▶ **EXERCISE AIM**
Collect every line in the records below that contains the string "bundle". Case counts.
#### LISTED ENTRIES ####
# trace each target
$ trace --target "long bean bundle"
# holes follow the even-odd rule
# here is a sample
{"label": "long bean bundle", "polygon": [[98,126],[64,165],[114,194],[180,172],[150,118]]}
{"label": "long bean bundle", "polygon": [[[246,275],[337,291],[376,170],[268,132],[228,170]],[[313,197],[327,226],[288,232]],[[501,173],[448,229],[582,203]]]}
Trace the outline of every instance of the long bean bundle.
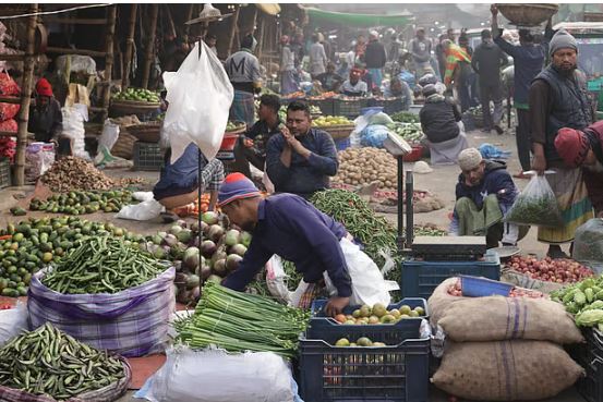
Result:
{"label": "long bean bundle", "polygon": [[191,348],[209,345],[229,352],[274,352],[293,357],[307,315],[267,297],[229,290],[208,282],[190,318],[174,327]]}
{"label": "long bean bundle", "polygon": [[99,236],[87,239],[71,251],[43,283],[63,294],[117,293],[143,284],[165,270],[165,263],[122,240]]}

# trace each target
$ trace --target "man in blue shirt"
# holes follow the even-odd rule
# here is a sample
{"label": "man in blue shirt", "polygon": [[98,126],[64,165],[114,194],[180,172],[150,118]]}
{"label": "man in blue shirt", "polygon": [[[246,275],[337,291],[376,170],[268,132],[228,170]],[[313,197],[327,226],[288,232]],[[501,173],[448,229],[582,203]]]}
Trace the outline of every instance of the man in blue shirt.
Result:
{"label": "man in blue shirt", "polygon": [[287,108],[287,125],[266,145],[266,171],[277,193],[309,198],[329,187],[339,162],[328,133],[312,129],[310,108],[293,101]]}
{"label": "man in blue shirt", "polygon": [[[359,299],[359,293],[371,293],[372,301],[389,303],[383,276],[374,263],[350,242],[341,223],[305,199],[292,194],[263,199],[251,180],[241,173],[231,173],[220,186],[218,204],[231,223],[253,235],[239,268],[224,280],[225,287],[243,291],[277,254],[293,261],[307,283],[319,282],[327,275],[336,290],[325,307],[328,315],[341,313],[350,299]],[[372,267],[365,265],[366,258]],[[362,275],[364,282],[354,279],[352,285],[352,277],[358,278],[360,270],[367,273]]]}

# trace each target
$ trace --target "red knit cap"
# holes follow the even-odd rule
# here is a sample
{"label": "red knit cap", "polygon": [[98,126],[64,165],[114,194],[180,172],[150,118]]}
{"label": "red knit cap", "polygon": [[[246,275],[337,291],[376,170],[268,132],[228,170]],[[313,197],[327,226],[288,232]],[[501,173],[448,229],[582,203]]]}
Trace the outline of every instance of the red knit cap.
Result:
####
#### LISTED ENTRIES ####
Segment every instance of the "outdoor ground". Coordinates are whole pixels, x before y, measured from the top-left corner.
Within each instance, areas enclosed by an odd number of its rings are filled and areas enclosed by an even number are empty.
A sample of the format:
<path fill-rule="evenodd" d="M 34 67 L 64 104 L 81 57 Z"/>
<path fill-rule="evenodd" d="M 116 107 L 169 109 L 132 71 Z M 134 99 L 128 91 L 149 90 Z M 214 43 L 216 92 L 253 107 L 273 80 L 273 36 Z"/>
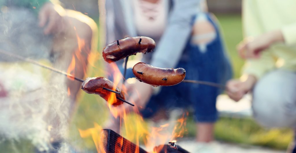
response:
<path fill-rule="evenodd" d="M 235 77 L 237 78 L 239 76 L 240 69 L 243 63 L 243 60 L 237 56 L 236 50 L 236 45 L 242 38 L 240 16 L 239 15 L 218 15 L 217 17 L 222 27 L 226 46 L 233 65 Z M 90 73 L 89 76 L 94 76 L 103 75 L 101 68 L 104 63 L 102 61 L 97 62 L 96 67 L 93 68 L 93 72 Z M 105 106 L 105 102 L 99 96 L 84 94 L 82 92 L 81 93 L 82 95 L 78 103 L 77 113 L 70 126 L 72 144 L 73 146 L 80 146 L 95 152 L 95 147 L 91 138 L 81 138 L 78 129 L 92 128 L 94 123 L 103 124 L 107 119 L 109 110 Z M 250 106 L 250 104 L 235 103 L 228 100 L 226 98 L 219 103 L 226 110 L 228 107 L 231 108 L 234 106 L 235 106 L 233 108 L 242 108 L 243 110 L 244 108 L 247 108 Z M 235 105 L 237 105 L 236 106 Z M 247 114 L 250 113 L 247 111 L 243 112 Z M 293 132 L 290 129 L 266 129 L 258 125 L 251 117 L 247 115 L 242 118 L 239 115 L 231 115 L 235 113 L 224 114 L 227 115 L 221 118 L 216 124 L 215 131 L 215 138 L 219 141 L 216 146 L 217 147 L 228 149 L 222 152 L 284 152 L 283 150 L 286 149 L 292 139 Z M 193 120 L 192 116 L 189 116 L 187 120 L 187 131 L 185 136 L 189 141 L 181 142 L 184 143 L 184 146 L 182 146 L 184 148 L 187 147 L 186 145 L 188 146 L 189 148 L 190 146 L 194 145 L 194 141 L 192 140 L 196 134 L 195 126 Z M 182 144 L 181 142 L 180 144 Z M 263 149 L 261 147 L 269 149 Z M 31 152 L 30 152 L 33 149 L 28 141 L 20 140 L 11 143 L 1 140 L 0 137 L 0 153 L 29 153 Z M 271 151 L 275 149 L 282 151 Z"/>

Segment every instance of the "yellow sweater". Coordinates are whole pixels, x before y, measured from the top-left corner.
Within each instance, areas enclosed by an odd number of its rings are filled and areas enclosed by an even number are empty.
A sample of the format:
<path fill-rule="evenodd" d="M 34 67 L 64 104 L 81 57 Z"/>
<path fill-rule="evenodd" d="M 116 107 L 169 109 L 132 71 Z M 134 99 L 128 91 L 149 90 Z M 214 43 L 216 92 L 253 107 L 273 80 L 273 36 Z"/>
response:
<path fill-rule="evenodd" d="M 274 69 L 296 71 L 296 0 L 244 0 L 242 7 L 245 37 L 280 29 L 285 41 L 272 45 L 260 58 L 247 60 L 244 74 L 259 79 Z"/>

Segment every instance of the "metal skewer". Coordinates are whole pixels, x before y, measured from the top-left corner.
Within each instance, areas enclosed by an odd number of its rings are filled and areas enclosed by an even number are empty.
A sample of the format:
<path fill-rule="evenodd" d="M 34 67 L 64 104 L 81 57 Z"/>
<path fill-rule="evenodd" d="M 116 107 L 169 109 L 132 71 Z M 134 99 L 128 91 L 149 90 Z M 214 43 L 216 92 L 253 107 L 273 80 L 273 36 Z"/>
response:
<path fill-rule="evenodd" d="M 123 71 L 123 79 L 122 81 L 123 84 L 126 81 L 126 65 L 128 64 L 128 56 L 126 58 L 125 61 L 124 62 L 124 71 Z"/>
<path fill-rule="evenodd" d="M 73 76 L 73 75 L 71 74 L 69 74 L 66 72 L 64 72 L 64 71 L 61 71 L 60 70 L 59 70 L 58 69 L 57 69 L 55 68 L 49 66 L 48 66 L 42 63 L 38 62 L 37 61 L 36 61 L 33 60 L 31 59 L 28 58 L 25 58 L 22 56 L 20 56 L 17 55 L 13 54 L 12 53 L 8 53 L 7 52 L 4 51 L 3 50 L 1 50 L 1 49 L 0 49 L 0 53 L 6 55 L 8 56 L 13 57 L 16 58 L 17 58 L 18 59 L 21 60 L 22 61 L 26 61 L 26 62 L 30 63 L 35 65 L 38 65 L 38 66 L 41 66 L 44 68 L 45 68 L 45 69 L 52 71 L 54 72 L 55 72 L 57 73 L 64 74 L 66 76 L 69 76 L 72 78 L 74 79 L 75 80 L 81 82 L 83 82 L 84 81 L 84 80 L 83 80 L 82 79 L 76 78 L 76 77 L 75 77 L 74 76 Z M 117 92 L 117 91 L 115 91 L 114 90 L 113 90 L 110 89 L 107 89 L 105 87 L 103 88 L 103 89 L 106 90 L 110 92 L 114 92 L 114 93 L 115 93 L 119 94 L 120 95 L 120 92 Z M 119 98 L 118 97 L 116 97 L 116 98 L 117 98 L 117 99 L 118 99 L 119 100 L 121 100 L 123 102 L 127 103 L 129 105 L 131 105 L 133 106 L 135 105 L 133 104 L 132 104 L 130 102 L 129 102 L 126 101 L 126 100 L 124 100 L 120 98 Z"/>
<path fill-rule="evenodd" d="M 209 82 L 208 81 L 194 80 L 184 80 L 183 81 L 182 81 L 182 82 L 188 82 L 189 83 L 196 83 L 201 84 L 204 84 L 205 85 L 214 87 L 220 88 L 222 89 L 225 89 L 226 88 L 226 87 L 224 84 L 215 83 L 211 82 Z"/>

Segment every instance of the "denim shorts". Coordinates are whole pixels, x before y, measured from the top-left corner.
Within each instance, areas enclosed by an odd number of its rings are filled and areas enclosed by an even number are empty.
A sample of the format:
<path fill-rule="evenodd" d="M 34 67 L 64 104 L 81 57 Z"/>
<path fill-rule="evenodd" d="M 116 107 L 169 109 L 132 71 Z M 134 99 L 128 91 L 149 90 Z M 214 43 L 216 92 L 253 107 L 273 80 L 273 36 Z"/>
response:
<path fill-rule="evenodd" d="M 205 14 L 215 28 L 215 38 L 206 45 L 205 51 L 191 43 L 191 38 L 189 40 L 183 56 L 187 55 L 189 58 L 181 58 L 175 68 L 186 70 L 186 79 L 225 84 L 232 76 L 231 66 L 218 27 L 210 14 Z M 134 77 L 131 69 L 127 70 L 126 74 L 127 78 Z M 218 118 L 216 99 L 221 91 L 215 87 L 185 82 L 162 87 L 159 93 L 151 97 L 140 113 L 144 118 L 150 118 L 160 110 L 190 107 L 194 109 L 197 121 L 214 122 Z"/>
####
#### LISTED ENTRIES ####
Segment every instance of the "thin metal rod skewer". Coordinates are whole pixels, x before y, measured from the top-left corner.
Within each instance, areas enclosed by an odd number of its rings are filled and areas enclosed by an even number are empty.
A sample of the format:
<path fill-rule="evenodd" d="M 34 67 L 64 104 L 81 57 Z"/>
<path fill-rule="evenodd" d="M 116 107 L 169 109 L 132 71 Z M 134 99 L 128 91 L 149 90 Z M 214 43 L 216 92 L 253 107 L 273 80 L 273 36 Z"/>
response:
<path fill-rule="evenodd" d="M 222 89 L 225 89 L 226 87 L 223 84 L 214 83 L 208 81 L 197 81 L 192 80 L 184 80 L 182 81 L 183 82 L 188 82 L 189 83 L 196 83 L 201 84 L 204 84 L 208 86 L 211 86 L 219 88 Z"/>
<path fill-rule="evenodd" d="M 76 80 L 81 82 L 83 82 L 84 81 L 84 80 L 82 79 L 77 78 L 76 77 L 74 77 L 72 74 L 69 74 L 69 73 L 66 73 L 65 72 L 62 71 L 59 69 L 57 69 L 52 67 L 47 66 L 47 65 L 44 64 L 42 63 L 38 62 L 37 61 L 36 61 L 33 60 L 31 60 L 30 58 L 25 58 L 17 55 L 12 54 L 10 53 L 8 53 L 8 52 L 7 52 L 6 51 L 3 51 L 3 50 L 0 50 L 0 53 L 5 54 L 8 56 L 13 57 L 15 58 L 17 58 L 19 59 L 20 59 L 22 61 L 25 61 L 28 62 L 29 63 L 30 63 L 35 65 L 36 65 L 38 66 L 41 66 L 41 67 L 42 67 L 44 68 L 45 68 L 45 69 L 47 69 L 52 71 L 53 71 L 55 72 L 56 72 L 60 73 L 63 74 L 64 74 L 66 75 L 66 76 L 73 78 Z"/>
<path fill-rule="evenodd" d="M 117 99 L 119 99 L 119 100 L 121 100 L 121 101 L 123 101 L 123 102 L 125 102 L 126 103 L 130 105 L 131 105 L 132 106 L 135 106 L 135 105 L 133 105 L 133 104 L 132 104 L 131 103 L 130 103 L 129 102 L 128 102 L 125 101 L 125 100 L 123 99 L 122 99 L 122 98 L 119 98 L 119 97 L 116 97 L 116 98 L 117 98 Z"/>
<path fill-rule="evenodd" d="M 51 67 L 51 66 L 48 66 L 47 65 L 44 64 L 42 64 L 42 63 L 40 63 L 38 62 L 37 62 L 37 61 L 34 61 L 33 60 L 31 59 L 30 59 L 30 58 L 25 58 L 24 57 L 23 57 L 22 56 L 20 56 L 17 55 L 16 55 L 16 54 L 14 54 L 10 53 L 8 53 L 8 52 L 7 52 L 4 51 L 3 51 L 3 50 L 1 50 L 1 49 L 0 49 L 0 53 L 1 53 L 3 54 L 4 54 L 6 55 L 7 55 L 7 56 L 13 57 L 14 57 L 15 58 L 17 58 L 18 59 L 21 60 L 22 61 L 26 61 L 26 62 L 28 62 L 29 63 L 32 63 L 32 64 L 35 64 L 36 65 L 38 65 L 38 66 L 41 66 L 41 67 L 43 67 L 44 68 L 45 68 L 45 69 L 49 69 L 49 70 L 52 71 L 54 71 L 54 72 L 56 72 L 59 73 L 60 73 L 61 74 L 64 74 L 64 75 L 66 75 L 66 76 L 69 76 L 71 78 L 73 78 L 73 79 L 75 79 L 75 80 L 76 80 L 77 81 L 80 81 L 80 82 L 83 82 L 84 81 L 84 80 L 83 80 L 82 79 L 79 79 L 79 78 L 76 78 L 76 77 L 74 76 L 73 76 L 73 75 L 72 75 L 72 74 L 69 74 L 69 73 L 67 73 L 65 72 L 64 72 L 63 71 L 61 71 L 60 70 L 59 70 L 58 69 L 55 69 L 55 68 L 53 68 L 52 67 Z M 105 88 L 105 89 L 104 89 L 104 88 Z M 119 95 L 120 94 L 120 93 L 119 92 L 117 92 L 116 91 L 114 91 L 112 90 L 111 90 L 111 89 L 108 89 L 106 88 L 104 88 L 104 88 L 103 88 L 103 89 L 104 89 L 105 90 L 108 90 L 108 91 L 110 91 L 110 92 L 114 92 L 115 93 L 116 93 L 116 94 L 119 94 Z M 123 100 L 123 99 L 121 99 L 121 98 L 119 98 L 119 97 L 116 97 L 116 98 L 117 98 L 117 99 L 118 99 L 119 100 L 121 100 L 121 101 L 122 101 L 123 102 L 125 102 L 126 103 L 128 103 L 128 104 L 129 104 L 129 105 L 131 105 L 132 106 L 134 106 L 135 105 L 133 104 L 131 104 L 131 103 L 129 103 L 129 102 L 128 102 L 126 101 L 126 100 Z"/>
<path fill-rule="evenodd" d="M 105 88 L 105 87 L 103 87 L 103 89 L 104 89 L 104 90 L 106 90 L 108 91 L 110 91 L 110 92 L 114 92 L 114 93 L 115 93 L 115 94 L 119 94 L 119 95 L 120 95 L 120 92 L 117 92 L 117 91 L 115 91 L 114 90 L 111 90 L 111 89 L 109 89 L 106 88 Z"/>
####
▶ **FINAL ANSWER**
$ trace --target "long bean bundle"
{"label": "long bean bundle", "polygon": [[98,126],[64,165],[114,194],[180,172],[150,118]]}
{"label": "long bean bundle", "polygon": [[[246,275],[337,291],[376,170],[268,132],[228,170]],[[313,197],[327,226],[288,232]],[[501,173],[448,229],[582,203]]]}
Trace the outline of every instance of the long bean bundle.
{"label": "long bean bundle", "polygon": [[191,348],[209,345],[229,352],[274,352],[293,357],[307,315],[267,297],[229,290],[208,282],[190,318],[174,327]]}
{"label": "long bean bundle", "polygon": [[99,236],[87,239],[71,251],[43,283],[63,294],[117,293],[143,284],[165,270],[165,263],[122,240]]}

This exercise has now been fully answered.